● **WORK REQUIRED**
Render everything from the line containing "TARGET: exterior door" down to the final line, inclusive, as a numbered list, omitting any blank lines.

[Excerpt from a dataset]
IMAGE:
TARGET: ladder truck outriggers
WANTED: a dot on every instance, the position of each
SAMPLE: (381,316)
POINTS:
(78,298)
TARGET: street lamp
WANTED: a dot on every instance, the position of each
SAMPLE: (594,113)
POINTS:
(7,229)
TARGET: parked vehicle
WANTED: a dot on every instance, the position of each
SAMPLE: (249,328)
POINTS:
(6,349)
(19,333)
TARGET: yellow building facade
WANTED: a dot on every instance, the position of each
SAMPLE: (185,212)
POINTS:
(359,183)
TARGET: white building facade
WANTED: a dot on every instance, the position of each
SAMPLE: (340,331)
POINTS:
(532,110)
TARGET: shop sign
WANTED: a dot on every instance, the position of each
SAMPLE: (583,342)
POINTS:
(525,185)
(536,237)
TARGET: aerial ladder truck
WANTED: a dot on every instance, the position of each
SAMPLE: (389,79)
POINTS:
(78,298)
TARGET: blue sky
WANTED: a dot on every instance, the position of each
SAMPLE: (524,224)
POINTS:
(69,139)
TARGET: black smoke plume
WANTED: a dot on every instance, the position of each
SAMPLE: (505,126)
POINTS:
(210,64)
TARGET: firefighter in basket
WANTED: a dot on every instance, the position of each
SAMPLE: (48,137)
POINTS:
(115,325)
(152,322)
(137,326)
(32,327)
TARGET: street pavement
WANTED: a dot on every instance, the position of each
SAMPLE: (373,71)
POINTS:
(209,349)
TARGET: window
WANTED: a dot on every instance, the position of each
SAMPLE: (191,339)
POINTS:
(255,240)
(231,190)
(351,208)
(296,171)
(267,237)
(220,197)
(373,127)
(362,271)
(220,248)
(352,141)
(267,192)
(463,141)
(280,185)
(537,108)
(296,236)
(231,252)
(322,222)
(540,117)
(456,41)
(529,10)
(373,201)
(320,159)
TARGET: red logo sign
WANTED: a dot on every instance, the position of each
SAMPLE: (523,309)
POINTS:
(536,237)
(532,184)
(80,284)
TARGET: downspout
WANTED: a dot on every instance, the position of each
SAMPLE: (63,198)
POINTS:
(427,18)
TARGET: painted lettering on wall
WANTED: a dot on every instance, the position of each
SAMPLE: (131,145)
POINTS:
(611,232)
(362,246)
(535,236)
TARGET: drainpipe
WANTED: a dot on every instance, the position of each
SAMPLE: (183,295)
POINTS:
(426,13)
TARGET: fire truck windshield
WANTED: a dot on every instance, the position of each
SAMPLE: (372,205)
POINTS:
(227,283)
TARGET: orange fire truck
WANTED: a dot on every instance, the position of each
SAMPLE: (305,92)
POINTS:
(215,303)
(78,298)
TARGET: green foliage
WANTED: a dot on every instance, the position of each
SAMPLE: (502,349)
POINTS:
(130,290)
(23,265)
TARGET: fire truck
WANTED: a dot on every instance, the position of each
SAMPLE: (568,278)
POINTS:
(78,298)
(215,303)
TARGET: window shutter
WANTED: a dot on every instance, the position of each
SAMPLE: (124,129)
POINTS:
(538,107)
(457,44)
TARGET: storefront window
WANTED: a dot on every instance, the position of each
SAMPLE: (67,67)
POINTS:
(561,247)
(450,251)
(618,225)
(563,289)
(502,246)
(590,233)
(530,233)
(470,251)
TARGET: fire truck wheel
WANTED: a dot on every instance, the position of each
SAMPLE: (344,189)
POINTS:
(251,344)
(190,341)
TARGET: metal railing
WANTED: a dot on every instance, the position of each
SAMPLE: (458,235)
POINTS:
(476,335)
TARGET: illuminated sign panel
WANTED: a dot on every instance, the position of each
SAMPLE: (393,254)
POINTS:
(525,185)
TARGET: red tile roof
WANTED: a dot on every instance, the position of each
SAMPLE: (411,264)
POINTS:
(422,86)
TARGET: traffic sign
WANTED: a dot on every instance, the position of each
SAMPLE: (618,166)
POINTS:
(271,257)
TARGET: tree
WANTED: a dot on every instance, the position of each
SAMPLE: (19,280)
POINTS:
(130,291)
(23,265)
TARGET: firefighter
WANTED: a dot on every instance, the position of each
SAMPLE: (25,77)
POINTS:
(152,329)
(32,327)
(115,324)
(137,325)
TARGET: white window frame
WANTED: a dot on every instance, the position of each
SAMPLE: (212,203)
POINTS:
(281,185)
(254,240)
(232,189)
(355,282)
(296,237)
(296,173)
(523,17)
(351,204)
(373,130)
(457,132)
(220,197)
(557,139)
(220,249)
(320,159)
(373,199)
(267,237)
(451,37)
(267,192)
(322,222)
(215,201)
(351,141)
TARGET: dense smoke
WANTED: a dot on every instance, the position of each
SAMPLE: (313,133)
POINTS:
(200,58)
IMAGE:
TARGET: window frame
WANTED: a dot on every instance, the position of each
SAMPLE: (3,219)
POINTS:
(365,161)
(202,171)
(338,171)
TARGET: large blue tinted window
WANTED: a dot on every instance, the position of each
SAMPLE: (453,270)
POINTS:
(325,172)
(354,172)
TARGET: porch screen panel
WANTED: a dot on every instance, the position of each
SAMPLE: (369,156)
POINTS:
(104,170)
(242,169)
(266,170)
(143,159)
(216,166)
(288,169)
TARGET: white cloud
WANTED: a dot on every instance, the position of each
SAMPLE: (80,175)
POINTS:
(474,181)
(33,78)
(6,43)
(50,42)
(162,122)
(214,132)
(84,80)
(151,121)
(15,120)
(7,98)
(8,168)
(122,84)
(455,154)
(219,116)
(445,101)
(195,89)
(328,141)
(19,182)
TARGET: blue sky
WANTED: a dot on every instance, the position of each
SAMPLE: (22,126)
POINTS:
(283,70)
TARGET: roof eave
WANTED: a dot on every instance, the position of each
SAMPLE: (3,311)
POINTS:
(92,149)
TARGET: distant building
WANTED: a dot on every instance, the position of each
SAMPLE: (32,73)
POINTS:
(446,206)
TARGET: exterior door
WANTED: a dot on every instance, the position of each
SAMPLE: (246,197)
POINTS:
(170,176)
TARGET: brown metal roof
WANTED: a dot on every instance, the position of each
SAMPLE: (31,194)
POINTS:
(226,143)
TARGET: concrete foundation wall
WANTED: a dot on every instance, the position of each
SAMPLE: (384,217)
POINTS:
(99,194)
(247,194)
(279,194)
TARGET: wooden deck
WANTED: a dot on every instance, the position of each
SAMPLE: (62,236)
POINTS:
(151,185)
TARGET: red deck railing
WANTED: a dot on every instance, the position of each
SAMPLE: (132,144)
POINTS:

● **COMPLETED TASK**
1. TARGET: exterior door
2. WANTED: a dot on every instance, the position of each
3. SAMPLE: (246,197)
4. POINTS:
5. (170,176)
6. TARGET: brown metal roof
7. WANTED: a dot on every instance, the position of each
8. SAMPLE: (31,194)
9. POINTS:
10. (226,143)
11. TARGET: concrete foundation wall
12. WANTED: a dot on every instance, the position of each
13. SAMPLE: (384,217)
14. POINTS:
15. (99,194)
16. (247,194)
17. (279,194)
18. TARGET: wooden deck
19. WANTED: a dot on every instance, the position of each
20. SAMPLE: (62,236)
21. POINTS:
22. (151,185)
23. TARGET: red deck railing
24. WANTED: a dot on every instance, the position of each
25. SAMPLE: (132,144)
26. POINTS:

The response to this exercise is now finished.